### EXTRAIT DE PAGE
===
Les poils, signes distinctifs d’aristocratie

Difficile d’imaginer qu’il y a quelques siècles, pendant la conquête espagnole, les femmes de la haute société exhibaient fièrement les poils de leurs bras. Car avoir des poils voulait dire qu’elles étaient les dignes descendantes des conquistadores. Les femmes plus glabres avaient du sang indien. Elles étaient donc « inférieures ». Le duvet était particulièrement important pour celles nées dans le nouveau monde : les Créoles. Ces poils étaient la preuve concrète de leurs liens avec la caste supérieure, voire la royauté. 
 
Aujourd’hui, pas question de revendiquer une quelconque supériorité, mais d’afficher ses convictions. Sur ce terrain, Sonia Lazo se sent un peu seule. Mais elle ne désespère pas et « fait confiance à celles qui ne font pas de l’épilation une obsession ».


 

Je n’ai pas peur de me dire féministe.
Sonia Lazo, illustratrice.
===
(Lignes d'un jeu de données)
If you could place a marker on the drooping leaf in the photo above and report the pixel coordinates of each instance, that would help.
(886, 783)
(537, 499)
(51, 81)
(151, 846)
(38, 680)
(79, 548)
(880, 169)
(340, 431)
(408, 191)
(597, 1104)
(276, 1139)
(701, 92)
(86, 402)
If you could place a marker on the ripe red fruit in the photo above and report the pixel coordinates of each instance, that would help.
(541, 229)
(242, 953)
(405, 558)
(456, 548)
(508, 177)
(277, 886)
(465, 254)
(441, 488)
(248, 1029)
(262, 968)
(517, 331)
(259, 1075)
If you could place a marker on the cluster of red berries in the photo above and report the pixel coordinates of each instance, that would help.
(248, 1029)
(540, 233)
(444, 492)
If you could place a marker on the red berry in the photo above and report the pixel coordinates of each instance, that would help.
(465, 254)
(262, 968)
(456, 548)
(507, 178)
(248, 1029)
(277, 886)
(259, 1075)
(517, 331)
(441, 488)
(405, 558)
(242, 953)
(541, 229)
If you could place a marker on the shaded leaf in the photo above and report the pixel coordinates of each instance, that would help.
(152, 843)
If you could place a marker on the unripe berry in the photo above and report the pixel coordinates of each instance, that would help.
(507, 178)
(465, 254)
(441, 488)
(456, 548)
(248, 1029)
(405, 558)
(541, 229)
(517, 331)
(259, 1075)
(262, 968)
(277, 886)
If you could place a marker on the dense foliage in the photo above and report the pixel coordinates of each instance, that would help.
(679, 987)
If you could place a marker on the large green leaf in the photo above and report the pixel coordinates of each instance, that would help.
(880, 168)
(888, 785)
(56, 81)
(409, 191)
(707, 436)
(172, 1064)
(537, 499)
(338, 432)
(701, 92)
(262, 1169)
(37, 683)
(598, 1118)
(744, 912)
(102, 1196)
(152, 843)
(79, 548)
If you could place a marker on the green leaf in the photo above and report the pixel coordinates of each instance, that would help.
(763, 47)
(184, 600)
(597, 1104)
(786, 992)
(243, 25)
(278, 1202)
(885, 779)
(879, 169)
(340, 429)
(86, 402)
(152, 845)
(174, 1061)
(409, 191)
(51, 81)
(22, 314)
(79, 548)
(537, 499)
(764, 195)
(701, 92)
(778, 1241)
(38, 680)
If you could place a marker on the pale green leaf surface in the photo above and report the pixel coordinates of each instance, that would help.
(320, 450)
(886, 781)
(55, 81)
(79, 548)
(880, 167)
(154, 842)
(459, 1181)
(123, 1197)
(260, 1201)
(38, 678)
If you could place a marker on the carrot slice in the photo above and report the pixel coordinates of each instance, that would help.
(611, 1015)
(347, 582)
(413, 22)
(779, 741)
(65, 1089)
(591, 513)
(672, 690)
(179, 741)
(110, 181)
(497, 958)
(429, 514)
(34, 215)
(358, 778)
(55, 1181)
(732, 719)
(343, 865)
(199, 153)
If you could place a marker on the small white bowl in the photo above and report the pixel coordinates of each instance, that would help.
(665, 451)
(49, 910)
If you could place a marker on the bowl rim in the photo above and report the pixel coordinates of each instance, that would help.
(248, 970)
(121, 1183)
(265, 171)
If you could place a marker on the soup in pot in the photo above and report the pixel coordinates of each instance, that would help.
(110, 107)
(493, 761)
===
### CONSIGNE A
Recopiez sans rien changer le passage des enregistrements qui va de la ligne contenant « If you could place a marker on the bowl » jusqu'à la fin des enregistrements, ces deux bornes comprises.
### CONSIGNE B
Poursuivez l'extrait de page sur les poils féminins à partir de sa dernière ligne.

### PRODUCTION ATTENDUE A
If you could place a marker on the bowl rim in the photo above and report the pixel coordinates of each instance, that would help.
(248, 970)
(121, 1183)
(265, 171)
If you could place a marker on the soup in pot in the photo above and report the pixel coordinates of each instance, that would help.
(110, 107)
(493, 761)

### PRODUCTION ATTENDUE B
Parler de ses dessins transgressifs est aussi l’occasion de faire un point sur les mouvements féministes de son pays. « Ces groupes peuvent être mal vus à cause des préjugés et de l’ignorance. Mais les choses vont changer peu à peu. Moi-même je n’ai pas peur de me dire féministe. C’est illogique d’avoir peur de ce mot. Pour chasser toute peur, il suffit d’être témoin de toutes les inégalités que subissent les femmes de mon pays.  C’est rageant, indignant. Aujourd’hui, ce sont les plus jeunes qui sont aux avant-postes, qui prennent conscience de ces problèmes et qui proposent des solutions. Pour ma part, je dessine une femme libre qui n’a pas peur de ses émotions. Ce n’est pas pour autant qu’elle est moins forte ou moins compétente que les hommes. »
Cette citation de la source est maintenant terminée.